Mindfulness vs Meditation

I’ve noticed that people quite often get this confused, and yet they are quite different – opposites in some ways. Of course, you can do both, probably should do both, though they are both difficult to do consistently.

Mindfulness is being self-aware, in the moment – living in the present.

As you eat that ice cream don’t start planning what you’ll do after you finish it, or think back to your lost childhood, or wonder if you chose the right flavour, or worry about whether you’re getting fat – just savour it, be aware of the smell and the texture, and the feel of the sun on your face, and how lucky you are to be enjoying it (but don’t get dragged off on a thought chain of how many pointless wars there are in the world instead of everyone just happily eating ice cream, and what’s wrong with politics these days, and how it could be fixed, etc etc – because this is what ouir minds do, they go off down rabbit holes, particularly about the future or the past, and they take us away from the present.

You could say “Be more dog!” or “Be more child” – just living in the present. Keep taking yourself back to the present, back to the now. Ouspensky called it “Self remembering” – otherwise we forget that we are living our lives and we sleepwalk through most of our day. You can drive to work and not remember the journey at all, it was so automatic!

Dataset
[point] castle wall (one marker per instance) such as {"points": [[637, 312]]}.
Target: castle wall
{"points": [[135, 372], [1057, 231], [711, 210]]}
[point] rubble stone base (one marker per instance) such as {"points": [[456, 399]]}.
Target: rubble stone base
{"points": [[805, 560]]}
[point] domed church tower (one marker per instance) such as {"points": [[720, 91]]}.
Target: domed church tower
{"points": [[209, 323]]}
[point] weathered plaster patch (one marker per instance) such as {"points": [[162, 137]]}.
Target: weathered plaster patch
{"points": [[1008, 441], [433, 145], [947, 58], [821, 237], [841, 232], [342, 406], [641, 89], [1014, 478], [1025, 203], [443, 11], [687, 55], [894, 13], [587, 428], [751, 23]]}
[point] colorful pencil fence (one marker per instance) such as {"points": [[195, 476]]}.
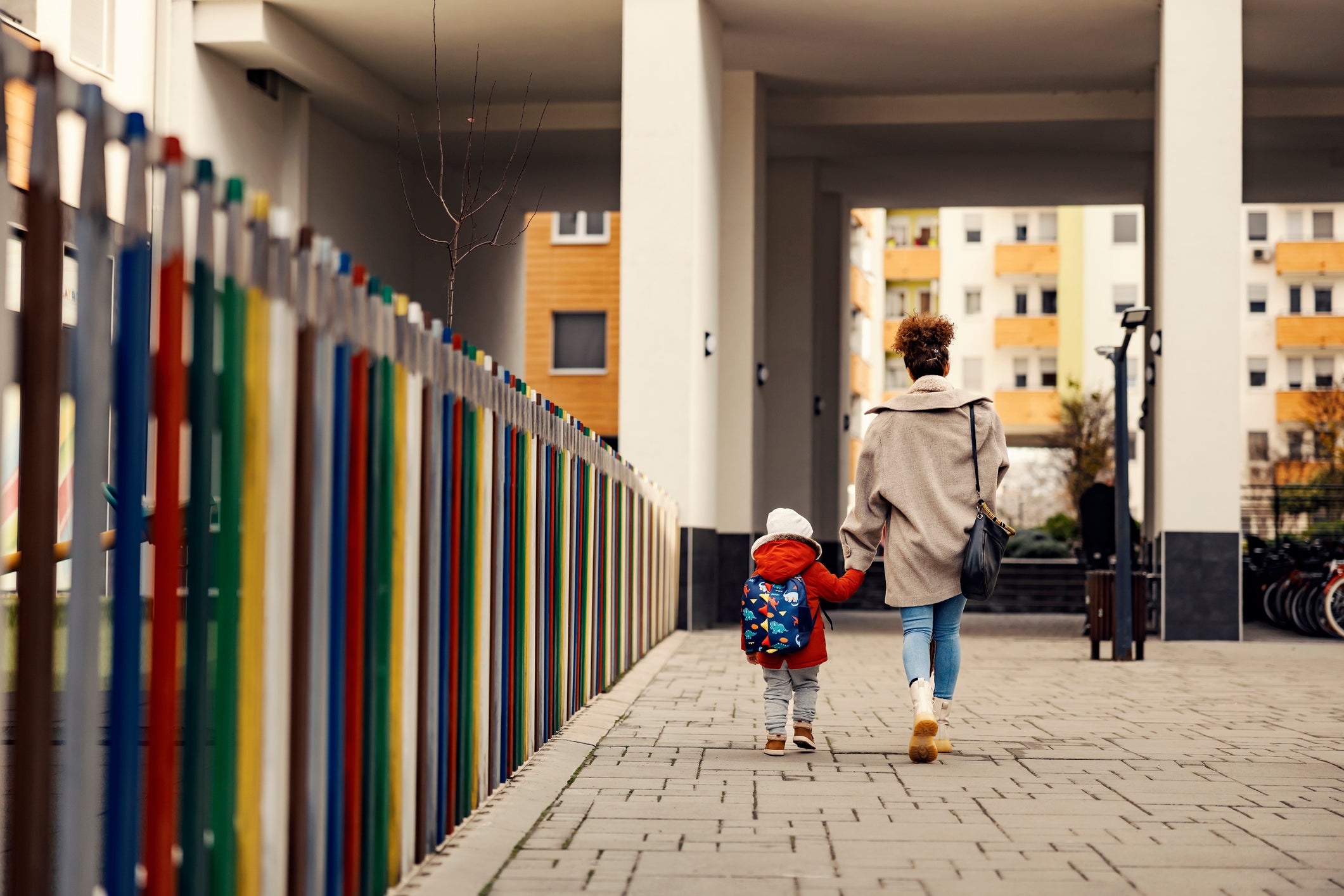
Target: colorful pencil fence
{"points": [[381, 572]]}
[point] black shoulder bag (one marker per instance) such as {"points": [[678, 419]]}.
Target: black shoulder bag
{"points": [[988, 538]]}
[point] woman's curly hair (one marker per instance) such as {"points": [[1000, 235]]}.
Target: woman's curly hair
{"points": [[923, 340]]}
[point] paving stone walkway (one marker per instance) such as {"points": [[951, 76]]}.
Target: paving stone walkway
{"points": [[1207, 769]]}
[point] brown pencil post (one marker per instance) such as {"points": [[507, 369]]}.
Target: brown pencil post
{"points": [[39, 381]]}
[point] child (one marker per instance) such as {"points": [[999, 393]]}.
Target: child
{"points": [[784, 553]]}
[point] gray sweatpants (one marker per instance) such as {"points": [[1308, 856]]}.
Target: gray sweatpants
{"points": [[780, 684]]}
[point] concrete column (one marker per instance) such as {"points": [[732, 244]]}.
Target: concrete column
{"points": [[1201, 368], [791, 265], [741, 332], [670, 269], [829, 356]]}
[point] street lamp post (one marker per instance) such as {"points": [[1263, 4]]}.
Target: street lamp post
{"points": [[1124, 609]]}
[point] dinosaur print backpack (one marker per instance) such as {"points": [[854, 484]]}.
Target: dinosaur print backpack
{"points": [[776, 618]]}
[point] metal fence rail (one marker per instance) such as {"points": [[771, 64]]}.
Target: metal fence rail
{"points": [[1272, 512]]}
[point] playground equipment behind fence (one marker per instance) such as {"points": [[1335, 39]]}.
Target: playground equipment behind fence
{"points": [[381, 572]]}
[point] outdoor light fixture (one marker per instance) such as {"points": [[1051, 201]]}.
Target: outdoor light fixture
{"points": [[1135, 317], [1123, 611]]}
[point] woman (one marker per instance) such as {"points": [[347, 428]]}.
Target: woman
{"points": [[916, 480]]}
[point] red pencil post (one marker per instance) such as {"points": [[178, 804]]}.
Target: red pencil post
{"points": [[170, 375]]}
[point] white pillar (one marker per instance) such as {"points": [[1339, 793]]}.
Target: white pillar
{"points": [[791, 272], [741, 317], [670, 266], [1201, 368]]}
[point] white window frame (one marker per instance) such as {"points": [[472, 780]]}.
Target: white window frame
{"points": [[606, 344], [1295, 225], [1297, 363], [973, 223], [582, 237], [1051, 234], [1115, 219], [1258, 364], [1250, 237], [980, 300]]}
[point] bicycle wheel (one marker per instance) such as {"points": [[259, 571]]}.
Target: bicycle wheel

Exercise requirements
Rewrite the mindfulness and meditation text from "Mindfulness vs Meditation" to "to do consistently.", swapping "Mindfulness" for "Awareness".

Written answer
Awareness vs Meditation

I’ve noticed that people quite often get this confused, and yet they are quite different – opposites in some ways. Of course, you can do both, probably should do both, though they are both difficult to do consistently.